- _TASK INPUTS_
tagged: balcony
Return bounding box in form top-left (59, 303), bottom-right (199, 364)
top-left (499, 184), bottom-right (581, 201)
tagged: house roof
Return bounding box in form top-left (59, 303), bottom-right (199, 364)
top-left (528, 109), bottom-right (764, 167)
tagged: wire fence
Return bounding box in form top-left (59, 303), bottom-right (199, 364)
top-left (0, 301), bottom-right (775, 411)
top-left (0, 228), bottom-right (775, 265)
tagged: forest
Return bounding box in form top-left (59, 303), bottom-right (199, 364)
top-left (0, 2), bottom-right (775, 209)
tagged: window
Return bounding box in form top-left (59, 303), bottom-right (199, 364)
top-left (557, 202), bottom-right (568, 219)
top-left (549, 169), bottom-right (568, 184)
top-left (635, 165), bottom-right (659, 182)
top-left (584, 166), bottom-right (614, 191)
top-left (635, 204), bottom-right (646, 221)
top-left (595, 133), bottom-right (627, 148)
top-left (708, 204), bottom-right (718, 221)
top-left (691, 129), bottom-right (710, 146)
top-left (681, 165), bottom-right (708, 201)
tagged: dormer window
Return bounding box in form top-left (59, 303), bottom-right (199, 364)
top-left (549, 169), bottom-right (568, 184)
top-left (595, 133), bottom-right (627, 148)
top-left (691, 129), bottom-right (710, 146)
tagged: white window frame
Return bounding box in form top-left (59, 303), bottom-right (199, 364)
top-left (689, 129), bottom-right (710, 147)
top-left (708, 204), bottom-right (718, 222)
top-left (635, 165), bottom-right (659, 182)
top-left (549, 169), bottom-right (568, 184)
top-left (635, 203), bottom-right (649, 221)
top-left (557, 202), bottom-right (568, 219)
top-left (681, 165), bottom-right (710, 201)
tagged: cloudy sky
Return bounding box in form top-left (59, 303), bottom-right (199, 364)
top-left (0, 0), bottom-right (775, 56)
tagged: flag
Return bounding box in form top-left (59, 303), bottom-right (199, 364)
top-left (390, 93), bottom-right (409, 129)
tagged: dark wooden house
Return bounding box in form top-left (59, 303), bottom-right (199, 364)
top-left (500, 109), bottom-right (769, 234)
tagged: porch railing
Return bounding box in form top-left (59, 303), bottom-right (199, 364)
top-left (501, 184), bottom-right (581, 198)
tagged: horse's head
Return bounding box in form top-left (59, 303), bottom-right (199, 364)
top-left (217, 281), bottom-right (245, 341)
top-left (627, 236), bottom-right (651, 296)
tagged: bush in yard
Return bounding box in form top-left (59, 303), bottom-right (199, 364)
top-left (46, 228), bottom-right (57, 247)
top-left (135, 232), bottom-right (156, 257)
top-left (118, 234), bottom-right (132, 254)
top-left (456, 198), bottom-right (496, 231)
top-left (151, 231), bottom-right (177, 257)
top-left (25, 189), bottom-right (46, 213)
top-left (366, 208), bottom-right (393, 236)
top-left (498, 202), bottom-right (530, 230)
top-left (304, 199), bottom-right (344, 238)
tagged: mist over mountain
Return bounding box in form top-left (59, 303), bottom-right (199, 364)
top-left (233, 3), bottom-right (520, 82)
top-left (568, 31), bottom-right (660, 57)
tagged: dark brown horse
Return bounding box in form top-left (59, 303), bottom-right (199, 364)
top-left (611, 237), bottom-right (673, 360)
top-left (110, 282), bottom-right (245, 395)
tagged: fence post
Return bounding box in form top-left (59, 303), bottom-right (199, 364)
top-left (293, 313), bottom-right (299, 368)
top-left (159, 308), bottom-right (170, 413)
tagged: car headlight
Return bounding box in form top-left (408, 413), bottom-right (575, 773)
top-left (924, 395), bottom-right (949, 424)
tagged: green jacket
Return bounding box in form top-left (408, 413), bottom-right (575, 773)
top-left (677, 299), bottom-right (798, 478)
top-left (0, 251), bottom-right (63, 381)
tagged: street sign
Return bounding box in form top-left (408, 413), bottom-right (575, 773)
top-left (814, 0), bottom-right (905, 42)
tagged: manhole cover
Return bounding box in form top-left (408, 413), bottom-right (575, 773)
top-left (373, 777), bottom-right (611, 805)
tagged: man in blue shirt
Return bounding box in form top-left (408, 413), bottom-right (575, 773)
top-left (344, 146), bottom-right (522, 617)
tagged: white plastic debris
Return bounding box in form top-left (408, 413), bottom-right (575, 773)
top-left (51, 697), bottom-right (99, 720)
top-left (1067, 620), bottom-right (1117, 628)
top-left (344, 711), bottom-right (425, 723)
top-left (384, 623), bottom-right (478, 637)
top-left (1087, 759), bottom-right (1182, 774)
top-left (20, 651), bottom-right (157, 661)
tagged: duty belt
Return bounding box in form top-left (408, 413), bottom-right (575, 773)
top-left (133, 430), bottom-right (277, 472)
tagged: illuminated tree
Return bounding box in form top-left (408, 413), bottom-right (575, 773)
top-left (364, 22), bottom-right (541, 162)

- _GIVEN TASK_
Rewrite the stretch from "tagged: car headlight" through "top-left (924, 395), bottom-right (949, 424)", putting "vehicle headlamp" in place of "car headlight" and leaving everything else as it is.

- _RESPONSE TO THIS TASK_
tagged: vehicle headlamp
Return bounding box in form top-left (408, 413), bottom-right (575, 773)
top-left (924, 395), bottom-right (949, 424)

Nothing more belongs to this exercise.